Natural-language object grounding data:
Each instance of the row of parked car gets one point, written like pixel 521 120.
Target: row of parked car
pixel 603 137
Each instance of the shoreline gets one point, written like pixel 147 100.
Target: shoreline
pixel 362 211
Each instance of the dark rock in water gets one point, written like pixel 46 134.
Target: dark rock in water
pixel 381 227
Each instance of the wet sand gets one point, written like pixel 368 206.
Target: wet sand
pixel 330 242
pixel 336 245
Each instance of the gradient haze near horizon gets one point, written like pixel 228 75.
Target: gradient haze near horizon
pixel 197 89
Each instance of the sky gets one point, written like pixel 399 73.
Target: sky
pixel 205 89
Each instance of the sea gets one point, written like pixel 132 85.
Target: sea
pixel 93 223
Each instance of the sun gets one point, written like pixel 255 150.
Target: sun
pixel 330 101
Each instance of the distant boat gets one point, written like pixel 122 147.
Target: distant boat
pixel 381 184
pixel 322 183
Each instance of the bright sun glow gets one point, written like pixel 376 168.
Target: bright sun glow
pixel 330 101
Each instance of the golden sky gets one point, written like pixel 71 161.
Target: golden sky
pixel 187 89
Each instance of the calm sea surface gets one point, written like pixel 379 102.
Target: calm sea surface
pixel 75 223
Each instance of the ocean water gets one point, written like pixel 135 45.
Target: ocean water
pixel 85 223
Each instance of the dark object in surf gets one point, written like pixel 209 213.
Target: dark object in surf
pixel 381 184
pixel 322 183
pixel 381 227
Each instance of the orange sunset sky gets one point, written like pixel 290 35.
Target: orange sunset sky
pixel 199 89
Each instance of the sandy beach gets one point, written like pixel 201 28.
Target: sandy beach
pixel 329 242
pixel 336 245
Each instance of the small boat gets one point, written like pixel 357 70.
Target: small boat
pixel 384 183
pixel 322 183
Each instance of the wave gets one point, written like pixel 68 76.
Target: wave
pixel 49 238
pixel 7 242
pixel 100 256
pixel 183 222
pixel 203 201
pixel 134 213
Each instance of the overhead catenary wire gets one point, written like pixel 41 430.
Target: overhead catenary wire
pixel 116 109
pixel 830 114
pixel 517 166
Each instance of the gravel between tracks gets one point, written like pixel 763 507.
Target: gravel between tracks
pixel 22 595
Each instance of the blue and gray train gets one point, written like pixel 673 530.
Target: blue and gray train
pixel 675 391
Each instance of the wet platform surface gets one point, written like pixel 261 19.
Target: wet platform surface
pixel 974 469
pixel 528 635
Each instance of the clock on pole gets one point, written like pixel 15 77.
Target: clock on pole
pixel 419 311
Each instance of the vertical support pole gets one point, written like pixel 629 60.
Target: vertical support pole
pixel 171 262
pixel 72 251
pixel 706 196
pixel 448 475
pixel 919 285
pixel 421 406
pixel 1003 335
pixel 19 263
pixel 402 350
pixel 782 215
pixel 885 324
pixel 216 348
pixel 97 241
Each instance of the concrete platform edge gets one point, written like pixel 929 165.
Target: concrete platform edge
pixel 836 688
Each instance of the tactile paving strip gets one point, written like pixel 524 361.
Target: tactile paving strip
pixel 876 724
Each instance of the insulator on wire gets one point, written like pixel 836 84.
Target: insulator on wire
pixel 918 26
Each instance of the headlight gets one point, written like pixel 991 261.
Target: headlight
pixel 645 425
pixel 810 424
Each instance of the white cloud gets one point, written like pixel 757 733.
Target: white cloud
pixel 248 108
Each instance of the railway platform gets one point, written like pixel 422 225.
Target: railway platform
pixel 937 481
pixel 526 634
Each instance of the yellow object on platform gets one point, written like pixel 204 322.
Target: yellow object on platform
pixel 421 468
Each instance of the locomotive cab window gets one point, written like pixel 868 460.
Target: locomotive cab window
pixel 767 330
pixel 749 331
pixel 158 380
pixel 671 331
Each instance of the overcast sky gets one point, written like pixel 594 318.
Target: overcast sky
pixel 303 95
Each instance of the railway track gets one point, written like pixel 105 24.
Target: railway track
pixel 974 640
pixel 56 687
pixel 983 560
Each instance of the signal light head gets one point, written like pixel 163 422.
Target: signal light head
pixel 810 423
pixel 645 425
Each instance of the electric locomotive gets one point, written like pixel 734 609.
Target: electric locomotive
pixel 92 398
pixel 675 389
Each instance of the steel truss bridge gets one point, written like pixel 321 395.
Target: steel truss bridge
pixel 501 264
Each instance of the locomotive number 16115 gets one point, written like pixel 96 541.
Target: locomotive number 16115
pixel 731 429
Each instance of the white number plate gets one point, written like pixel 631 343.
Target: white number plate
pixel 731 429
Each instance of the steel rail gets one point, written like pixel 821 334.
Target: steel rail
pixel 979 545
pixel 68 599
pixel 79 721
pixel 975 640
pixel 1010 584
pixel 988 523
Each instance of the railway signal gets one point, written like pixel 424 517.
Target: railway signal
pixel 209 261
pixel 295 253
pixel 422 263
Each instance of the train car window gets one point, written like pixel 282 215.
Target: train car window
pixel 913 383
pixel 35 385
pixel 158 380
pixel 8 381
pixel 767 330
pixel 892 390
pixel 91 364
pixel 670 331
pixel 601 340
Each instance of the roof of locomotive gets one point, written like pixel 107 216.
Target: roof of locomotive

> _YOUR INSTRUCTIONS_:
All records above must be printed again, exactly.

> _EXPECTED ANSWER_:
Each instance of the row of parked car gets one point, written like pixel 521 120.
Target: row of parked car
pixel 603 137
Each instance of the shoreline gets one point, written like pixel 147 100.
Target: shoreline
pixel 362 211
Each instance of the dark rock in water gets one point, written like pixel 46 134.
Target: dark rock in water
pixel 381 227
Each instance of the wet sand gets one point, written like pixel 368 206.
Target: wet sand
pixel 330 242
pixel 336 245
Each instance of the gradient haze near horizon gets one point, written like pixel 228 75.
Target: gradient haze near horizon
pixel 197 89
Each instance of the sky gets one point, written like pixel 399 73.
Target: sky
pixel 205 89
Each instance of the sea gets one point, written like pixel 132 85.
Target: sea
pixel 93 223
Each instance of the sun gets one point, written like pixel 255 150.
Target: sun
pixel 330 101
Each instance of the distant boat gets one point, written like pixel 122 147.
Target: distant boat
pixel 381 184
pixel 322 183
Each instance of the bright sun glow gets one point, written like pixel 376 168.
Target: bright sun glow
pixel 330 101
Each instance of the golden sky gets one point, written like pixel 71 161.
Target: golden sky
pixel 187 89
Each instance of the calm sea surface gets one point, written like pixel 379 102.
Target: calm sea surface
pixel 75 223
Each instance of the ocean water gets one point, written like pixel 135 45.
Target: ocean water
pixel 85 223
Each instance of the dark object in surf gets one point, written like pixel 209 213.
Target: dark object in surf
pixel 381 184
pixel 322 183
pixel 381 227
Each instance of the orange sunset sky gets one point, written like pixel 290 35.
Target: orange sunset sky
pixel 199 89
Each instance of the sandy beach gets one point, written like pixel 201 28.
Target: sandy beach
pixel 329 242
pixel 336 245
Each instance of the small boat gets one point, written like pixel 357 70.
Target: small boat
pixel 384 183
pixel 322 183
Each instance of the wave gets one point, written like pixel 68 76.
Target: wave
pixel 49 238
pixel 7 242
pixel 100 256
pixel 183 222
pixel 203 201
pixel 134 213
Each instance of the overhead catenary wire gets one point, written like pixel 41 430.
Target: overhead catenary wire
pixel 116 109
pixel 830 114
pixel 517 166
Each instance of the gravel between tracks gets one point, written like pixel 763 507.
Target: gravel between tracks
pixel 22 595
Each instance of the blue and gray train gets one point, written like pixel 673 530.
Target: blue and gray train
pixel 675 391
Each instance of the wet platform surface gets one point, written like pixel 261 19.
Target: wet platform surface
pixel 974 469
pixel 528 635
Each instance of the clock on pole gets one point, written like pixel 15 77.
Target: clock on pole
pixel 419 311
Each instance of the vertical support pole gets one point, written like pixel 629 60.
Target: vertical support pole
pixel 171 262
pixel 72 251
pixel 706 196
pixel 448 475
pixel 919 285
pixel 421 406
pixel 1003 335
pixel 19 263
pixel 402 350
pixel 782 215
pixel 885 324
pixel 216 348
pixel 97 241
Each instance of the concrete platform edge gets one point, written like pixel 929 165.
Target: concrete platform edge
pixel 836 688
Each instance of the tactile paving strip gets one point, written like pixel 524 361.
Target: tactile paving strip
pixel 876 724
Each instance of the insulator on wire gets one point, written like pixel 836 84.
Target: insulator on wire
pixel 918 26
Each instance of the headlight gets one point, written like pixel 991 261.
Target: headlight
pixel 645 425
pixel 810 424
Each instance of the white cloud gets one point, written like pixel 757 733.
Target: white cloud
pixel 248 108
Each instance of the railway platform gets one point, written like pixel 422 225.
Target: railway platform
pixel 937 481
pixel 526 634
Each instance of the yellow object on platform gets one point, written like pixel 204 322.
Target: yellow object on platform
pixel 421 468
Each instance of the locomotive cab window gets one point, written like pixel 868 460.
Target: locomotive cab window
pixel 767 330
pixel 749 331
pixel 158 380
pixel 671 331
Each instance of the overcast sky gets one point, written like pixel 594 318.
Target: overcast sky
pixel 303 95
Each instance of the railway track gets one point, written like pixel 105 24.
Target: railway track
pixel 974 640
pixel 56 687
pixel 983 560
Each instance of the signal light head gets one point, written like pixel 163 422.
Target: signal light head
pixel 810 423
pixel 645 425
Each instance of the electric locomotive gets one point, written like pixel 734 609.
Target: electric locomotive
pixel 92 398
pixel 675 389
Each instance of the steel truss bridge gets one point, written like pixel 321 395.
Target: steel truss bridge
pixel 501 264
Each instance of the locomotive number 16115 gets one point, written like pixel 96 541.
Target: locomotive number 16115
pixel 731 429
Each instance of the white number plate gets one point, written like pixel 631 343.
Target: white number plate
pixel 731 429
Each instance of the steel rail gets one point, written like pixel 821 334.
Target: steel rail
pixel 979 545
pixel 68 599
pixel 79 721
pixel 975 640
pixel 1010 584
pixel 988 523
Each instance of the railway signal gets one point, written like pixel 424 517.
Target: railway signal
pixel 209 261
pixel 295 253
pixel 422 263
Each instance of the train car window gets one point, written like pixel 282 215.
Target: train car window
pixel 913 383
pixel 35 385
pixel 158 380
pixel 8 381
pixel 767 330
pixel 892 390
pixel 91 364
pixel 670 331
pixel 601 340
Each instance of the roof of locomotive gets one point, written like pixel 107 216.
Target: roof of locomotive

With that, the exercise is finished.